[Saved data entries]

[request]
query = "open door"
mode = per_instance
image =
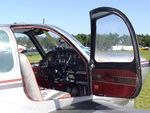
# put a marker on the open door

• [SET TASK] Convert the data above into a JSON list of strings, with one string for each line and no blank lines. Omit the pictures from the result.

• [ANSWER FOR THIS EXERCISE]
[
  "[request]",
  "query = \"open door\"",
  "mode = per_instance",
  "image =",
  "# put a marker on the open door"
]